Report, word for word, each line in the items below that contains the word "instance".

## SUPPLIED DATA
* * * * * * *
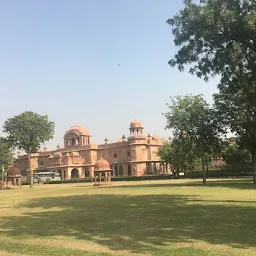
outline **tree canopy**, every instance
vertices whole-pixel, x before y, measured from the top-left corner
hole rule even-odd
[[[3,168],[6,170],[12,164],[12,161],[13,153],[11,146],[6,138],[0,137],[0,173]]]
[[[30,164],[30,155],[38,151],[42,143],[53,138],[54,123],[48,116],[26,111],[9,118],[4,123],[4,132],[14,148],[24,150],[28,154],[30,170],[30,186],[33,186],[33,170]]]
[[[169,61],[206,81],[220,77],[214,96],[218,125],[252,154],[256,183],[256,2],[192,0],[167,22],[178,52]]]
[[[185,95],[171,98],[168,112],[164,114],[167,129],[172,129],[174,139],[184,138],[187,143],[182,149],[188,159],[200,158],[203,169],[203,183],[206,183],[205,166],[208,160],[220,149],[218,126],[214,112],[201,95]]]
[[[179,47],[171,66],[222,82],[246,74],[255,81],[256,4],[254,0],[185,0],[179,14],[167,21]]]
* * * * * * *
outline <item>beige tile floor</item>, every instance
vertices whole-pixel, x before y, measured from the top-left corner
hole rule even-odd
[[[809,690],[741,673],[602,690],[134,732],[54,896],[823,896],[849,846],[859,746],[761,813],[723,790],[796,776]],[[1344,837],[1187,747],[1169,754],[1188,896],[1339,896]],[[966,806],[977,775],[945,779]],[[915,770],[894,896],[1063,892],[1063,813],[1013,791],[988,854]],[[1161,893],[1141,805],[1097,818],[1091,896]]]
* * * * * * *
## SOLUTION TO THIS EXERCISE
outline **tree canopy**, every instance
outline <item>beige tile floor</item>, every instance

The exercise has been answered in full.